Görev: Hulki Aktunç konulu metnin tamamını tek bir karakterini değiştirmeden çıktı olarak verin.
═════ Verilen metin ═════
Hülya Soyşekerci
Hülya Soyşekerci

BİR ÇAĞ YANGINI’NIN ALEVLERİ YÜKSELİRKEN

 

Şiir, öykü, roman, deneme gibi edebi türlere ve resim sanatına yoğun emek veren Hulki Aktunç, özgün çalışmalarıyla ilgi uyandıran çok yönlü bir sanatçıydı. 29 Haziran 2011’de, sanatının en olgun döneminde yitirdiğimiz yazar, dil çalışmalarıyla da ilgi uyandırmış; Türkçenin Büyük Argo Sözlüğünü hazırlayarak oldukça farklı bir çalışmaya imza atmıştı.

 

İlk yazısı 1968’de Yeni Ufuklar,  ilk öyküsü 1969’da Soyut dergilerinde yayımlanan Hulki Aktunç şiirde de söz sahibiydi. İçindeki yazma tutkusunu şöyle ifade etmişti: “Bir kalem dikin mezarıma / Yan yana gelmemiş / Sözcükler var daha” Gelenekten geleceğe açılan dil ve imge dünyasıyla edebiyatımızın önemli şairleri arasında yer almış; Cemal Süreya onu “Türkçenin seramik ustası” olarak nitelendirmişti.
Hulki Aktunç, Rıza Kıraç’ın hazırladığı Yoldaşım 40 Yıl adlı nehir söyleşi kitabında yer alan “Türk edebiyatında nasıl bir boşluk gördünüz ki, öykü, roman, şiir yazmaya başladınız?” sorusuna şu yanıtı verir: “Öyküde, şiirde, roman ve resimde de geleneksel değerlerden bugüne avangardize ederek, öncü uçlar kazandırarak birçok şey getirilebileceğini kanıtlamaya çalıştım. Bu yüzden varım.”  Bu bağlamda, Hulki Aktunç’un edebiyatı, avangart (öncü) edebiyat içinde değerlendirilebilir.
═════ Sağlanan malzeme ═════
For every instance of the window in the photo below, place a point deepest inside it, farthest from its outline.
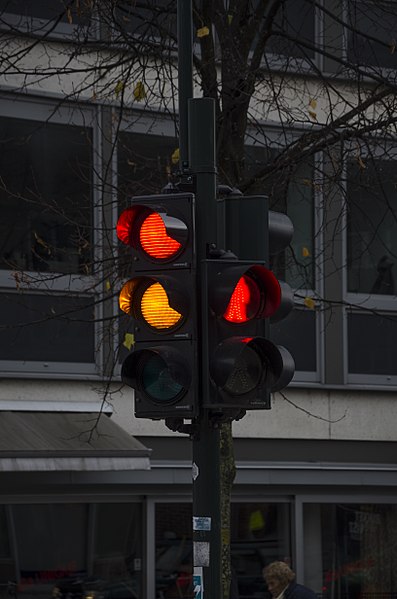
═════
Beklenen yanıt:
Hülya Soyşekerci
Hülya Soyşekerci

BİR ÇAĞ YANGINI’NIN ALEVLERİ YÜKSELİRKEN

 

Şiir, öykü, roman, deneme gibi edebi türlere ve resim sanatına yoğun emek veren Hulki Aktunç, özgün çalışmalarıyla ilgi uyandıran çok yönlü bir sanatçıydı. 29 Haziran 2011’de, sanatının en olgun döneminde yitirdiğimiz yazar, dil çalışmalarıyla da ilgi uyandırmış; Türkçenin Büyük Argo Sözlüğünü hazırlayarak oldukça farklı bir çalışmaya imza atmıştı.

 

İlk yazısı 1968’de Yeni Ufuklar,  ilk öyküsü 1969’da Soyut dergilerinde yayımlanan Hulki Aktunç şiirde de söz sahibiydi. İçindeki yazma tutkusunu şöyle ifade etmişti: “Bir kalem dikin mezarıma / Yan yana gelmemiş / Sözcükler var daha” Gelenekten geleceğe açılan dil ve imge dünyasıyla edebiyatımızın önemli şairleri arasında yer almış; Cemal Süreya onu “Türkçenin seramik ustası” olarak nitelendirmişti.
Hulki Aktunç, Rıza Kıraç’ın hazırladığı Yoldaşım 40 Yıl adlı nehir söyleşi kitabında yer alan “Türk edebiyatında nasıl bir boşluk gördünüz ki, öykü, roman, şiir yazmaya başladınız?” sorusuna şu yanıtı verir: “Öyküde, şiirde, roman ve resimde de geleneksel değerlerden bugüne avangardize ederek, öncü uçlar kazandırarak birçok şey getirilebileceğini kanıtlamaya çalıştım. Bu yüzden varım.”  Bu bağlamda, Hulki Aktunç’un edebiyatı, avangart (öncü) edebiyat içinde değerlendirilebilir.